=== TRECHO DO DOCUMENTO ===
************

O comprador não deve esperar que apenas com a escritura de cessão de direitos hereditários já poderá transferir o imóvel para seu nome.

COM MUITA FREQUENCIA ao tratarmos de regularização de imóveis observamos a "compra" baseada em "cessão de direitos hereditários". Ao que parece as pessoas pensam que negociar nessa situação representará solução e economia, todavia essa premissa nem sempre é verdadeira e pode esconder muitos problemas, principalmente de cunho financeiro para os envolvidos. A negociação baseada em cessão de direitos hereditários é legítima e tem regras específicas desde 2002 no Código Civil, mas não deixa de ser um negócio aleatório com riscos inerentes ao tipo específico de avença. As regras seguem o artigo 1.793 do referido Código que reza:

"Art. 1.793. O direito à sucessão aberta, bem como o quinhão de que disponha o co-herdeiro, pode ser objeto de CESSÃO POR ESCRITURA PÚBLICA".

Antes de mais nada, é preciso destacar que o Código Civil deixou clara a necessidade da forma pública para esse tipo de negociação, em plena harmonia com o inciso II do seu artigo 80 que determina ser considerado BEM IMÓVEL para efeitos legais o direito à sucessão aberta. Assim, a negociação envolvendo a doação ou venda de Direitos Hereditários deve observar a forma pública, sendo feita por ESCRITURA PÚBLICA em qualquer Tabelionato de Notas.

Outro ponto importante que infelizmente muita gente qualificada ainda vacila diz respeito à NULIDADE do ato se feito pendente a indivisibilidade ou mesmo sem "autorização judicial". A bem da verdade os parágrafos 2º e 3º do referido artigo 1.793 não imputam NULIDADE mas sim INEFICÁCIA, sendo esses aspectos com efeitos muito diferentes, não se admitindo confusão. Nesse sentido a lição do saudoso ZENO VELOSO (em artigo disponível em www.cartaforense.com.br⁄conteudo⁄artigos⁄cessao-de-direitos-hereditarios-de-bens-singulares-possibilidade⁄5649) que esclarece:

"(...) Aberta a sucessão, o co-herdeiro pode ceder o seu direito à mesma, bem como o quinhão de que disponha, por escritura pública. Esta forma é da substância do ato; a cessão de direitos hereditários celebrada por instrumento particular é NULA de pleno direito. (...) O art. 1.793, § 2º, dispõe que é INEFICAZ a cessão, pelo co-herdeiro, de seu direito hereditário sobre qualquer bem da herança considerado singularmente. Sem dúvida, o co-herdeiro só pode ceder a sua quota-parte, ou a sua parte ideal na universalidade da herança, mas não a respeito de um bem específico, de um bem determinado ou considerado singularmente. Note-se: a cessão de um bem individuado, dentre os que compõem o espólio, NÃO É NEGÓCIO JURÍDICO INVÁLIDO. NÃO É NULO, nem anulável. A censura da lei está no plano da EFICÁCIA. A cessão, neste caso, é ineficaz, não produz efeito, é inoponível aos demais herdeiros, dado que a herança é uma universalidade, e até a partilha, indivisível. Todavia, a cessão que teve por objeto direito sobre bem determinado recobrir-se-á de eficácia, futuramente, se, na partilha, o aludido bem for efetivamente atribuído ao herdeiro cedente. A questão estará superada, e tudo se resolve. A eficácia opera ex tunc, até por imperativo da lógica e do bom senso. (...) Se todos os herdeiros fazem a cessão de direitos hereditários sobre um bem da herança considerado singularmente, não há contra quem opor a ineficácia desta cessão, e a mesma é válida e eficaz, resguardados, sempre, os direitos de credores. (...) Sintetizando: os direitos a respeito de um bem singular da herança podem ser cedidos pelo herdeiro único (herdeiro universal) ou por todos os herdeiros, conjuntamente. E não haveria motivo para considerar ineficaz o negócio, pois não há ineficácia que não se oponha a interesse de terceiros, e ninguém, no caso, pode alegar direito frustrado ou algum prejuízo. Enfim, não há razão moral, econômica ou jurídica para impedir que a cessão, nos hipóteses citadas, seja realizada."

************

=== OBJETIVO 1 ===
Segundo o texto sobre cessão de direitos hereditários, em que tipo de cartório deve ser lavrada a escritura pública dessa negociação?
=== OBJETIVO 2 ===
Copie fielmente o trecho do texto sobre cessão de direitos hereditários, começando em "Antes de mais" e seguindo até "Tabelionato de Notas.".

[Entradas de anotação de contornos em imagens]
************

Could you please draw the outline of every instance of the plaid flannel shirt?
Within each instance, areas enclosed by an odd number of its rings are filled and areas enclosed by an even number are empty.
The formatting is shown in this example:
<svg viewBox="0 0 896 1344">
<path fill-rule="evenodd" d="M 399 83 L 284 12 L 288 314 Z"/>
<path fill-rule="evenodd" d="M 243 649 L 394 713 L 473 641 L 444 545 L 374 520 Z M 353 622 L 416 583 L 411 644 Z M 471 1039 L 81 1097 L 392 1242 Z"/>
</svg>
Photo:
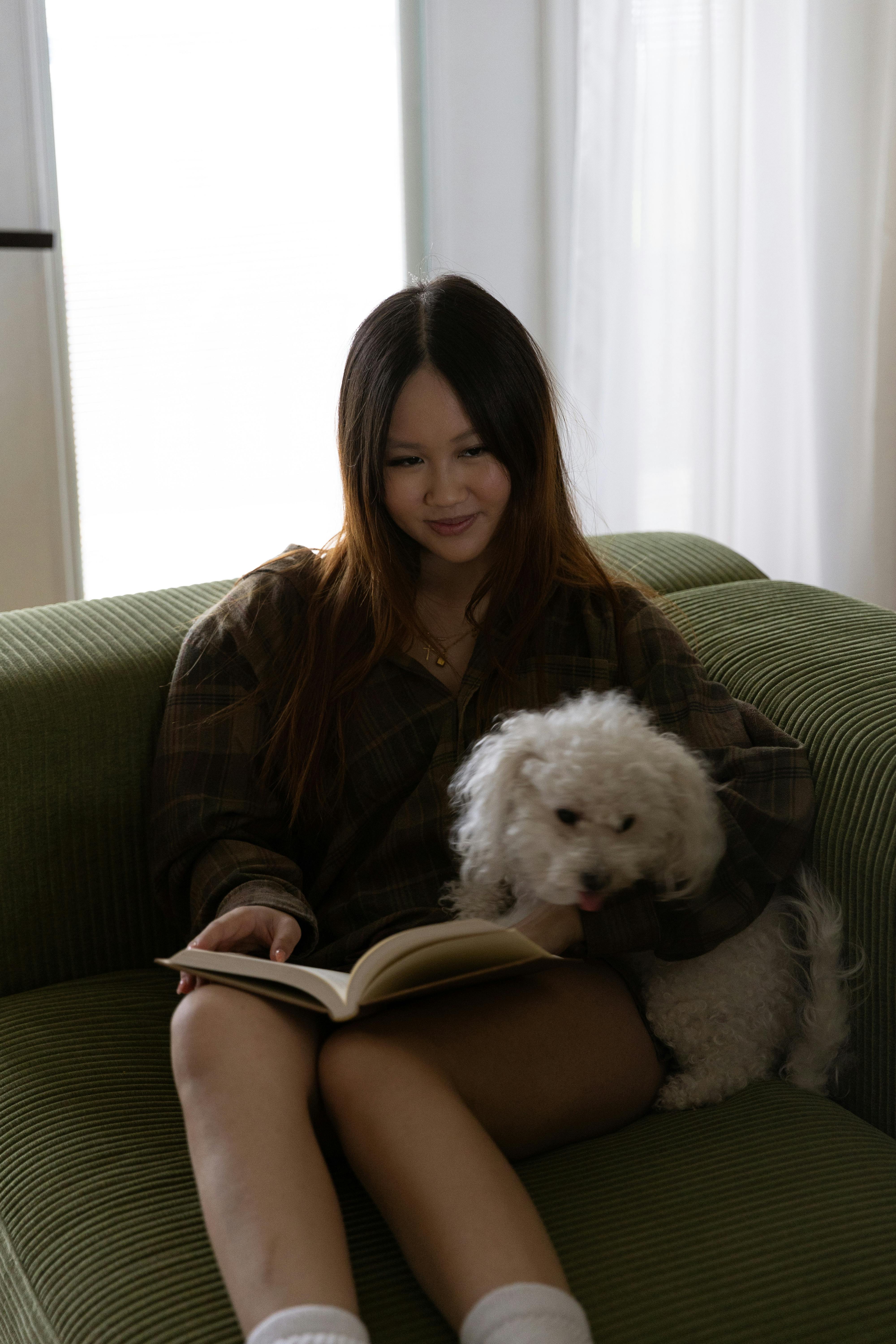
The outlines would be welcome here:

************

=== RESPOSTA COMPLETA 1 ===
Em qualquer Tabelionato de Notas.

=== RESPOSTA COMPLETA 2 ===
Antes de mais nada, é preciso destacar que o Código Civil deixou clara a necessidade da forma pública para esse tipo de negociação, em plena harmonia com o inciso II do seu artigo 80 que determina ser considerado BEM IMÓVEL para efeitos legais o direito à sucessão aberta. Assim, a negociação envolvendo a doação ou venda de Direitos Hereditários deve observar a forma pública, sendo feita por ESCRITURA PÚBLICA em qualquer Tabelionato de Notas.